Passage shown:
State v. Leach, 166 N.C. App. 711 (2004)

Nov. 2, 2004 · North Carolina Court of Appeals · No. COA03-1308
166 N.C. App. 711

STATE OF NORTH CAROLINA v. SHAWN DENEIL LEACH, Defendant

No. COA03-1308

(Filed 2 November 2004)

1. Search and Seizure— motion to suppress — probable cause — reasonable suspicion — confidential informant

The trial court did not commit plain error in a trafficking in cocaine by possession and transportation, possession of a firearm by a felon, and felony speeding to elude arrest case by denying defendant’s motion to suppress evidence of cocaine that defendant abandoned while running from the police after a high speed chase, because: (1) the police were alerted to a drug sale by an informant who had previously given information that led to an arrest and the confiscation of multiple kilograms of cocaine, and the officers reasonably relied on information provided by the informant which provided probable cause to stop and search defendant; and (2) the officers did not seize defendant until they actually detained him at the conclusion of a high speed chase since no seizure occurs until defendant is physically restrained.

2. Evidence— prior crimes or bad acts — cocaine trafficking

The trial court did not err in a trafficking in cocaine by possession and transportation, possession of a firearm by a felon, and felony speeding to elude arrest case by admitting evidence of defendant’s prior convictions of cocaine trafficking, because N.C.G.S. § 14-415.1b provides that when a person is charged under the possession of a firearm by a felon statute, records of prior convictions of any offense shall be admissible in evidence for proving a violation of that section.

3. Firearms and Other Weapons— possession of firearm by felon — cocaine possession a felony

The trial court did not err by using defendant’s prior cocaine possession convictions to charge him with possession of a firearm by a felon, because cocaine possession is a felony despite statutory references under N.C.G.S. § 90-95(d)(2) to it as a misdemeanor.

4. Firearms and Other Weapons— possession of firearm by felon — sufficiency of evidence

The trial court did not err in a possession of a firearm by a felon case by concluding that the evidence was sufficient to show *712that defendant possessed a firearm, because: (1) the State’s evidence tended to show that an officer saw an object coming out of the van which was controlled solely by defendant, and that sparks flew when the object hit the ground; and (2) a firearm was recovered within minutes from a nearby roadside.

5. Drugs— trafficking in cocaine — failure to instruct on lesser-included offense

The trial court did not err in a trafficking in cocaine by possession and by transportation case by failing to instruct the jury on the lesser-included offense of trafficking in 200-400 grams of cocaine, because the only forensic expert testified that 438.1 grams of cocaine was recovered by officers and there is no reasonable inference from this evidence that the quantity was as defendant argues.

6. Criminal Law— instruction — reasonable doubt

The trial court did not commit plain error in a trafficking in cocaine by possession and by transportation, possession of a firearm by a felon, and felony speeding to elude arrest case by its instruction on reasonable doubt, because the record reflected that the instruction accurately defined reasonable doubt.

What to do: Summarize the State v. Leach headnotes in two sentences. Rely only on the State v. Leach headnotes above.

Dataset content:
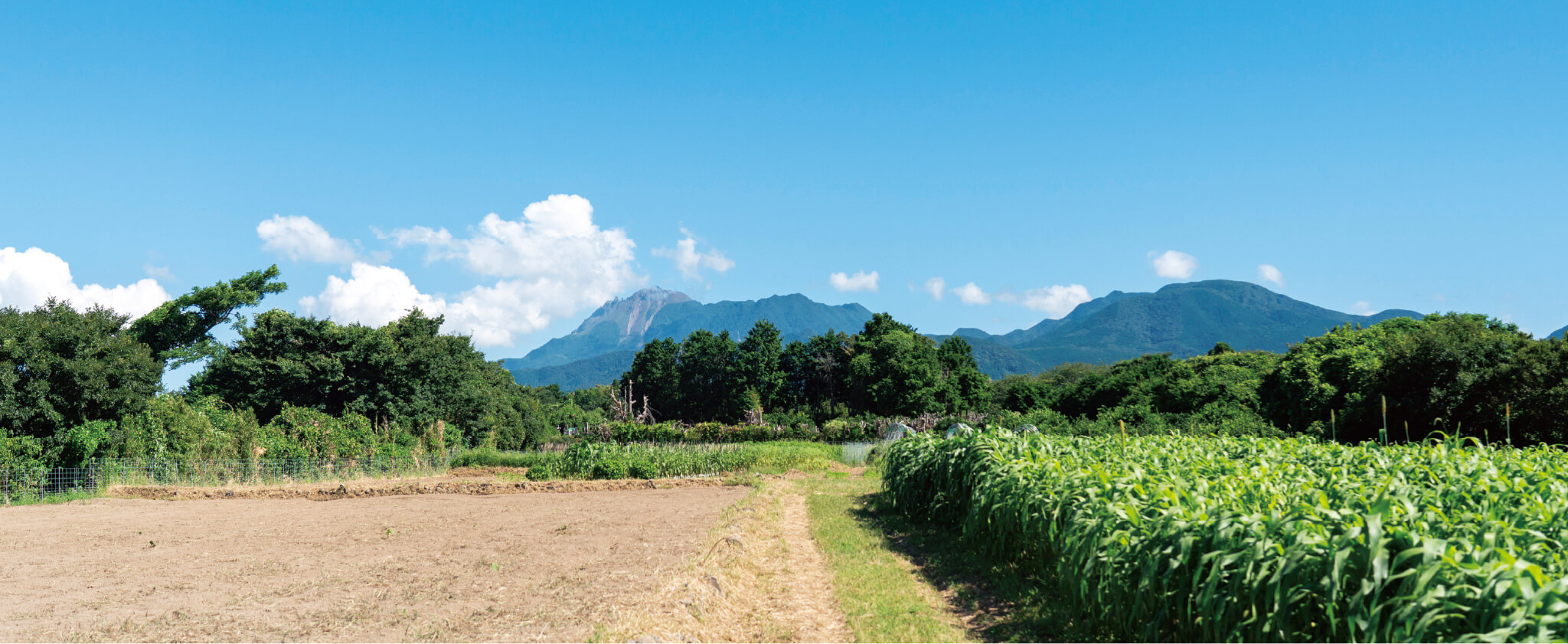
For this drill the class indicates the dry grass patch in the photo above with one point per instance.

Solution to the exercise: In State v. Leach, the North Carolina Court of Appeals found that the trial court did not err in a case involving trafficking in cocaine, possession of a firearm by a felon, and felony speeding to elude arrest. The court upheld the denial of the motion to suppress the cocaine, the admission of prior cocaine trafficking convictions, the treatment of prior cocaine possession convictions as felonies, the finding that the evidence showed the defendant possessed a firearm, the refusal to instruct on trafficking in 200-400 grams, and the reasonable doubt instruction.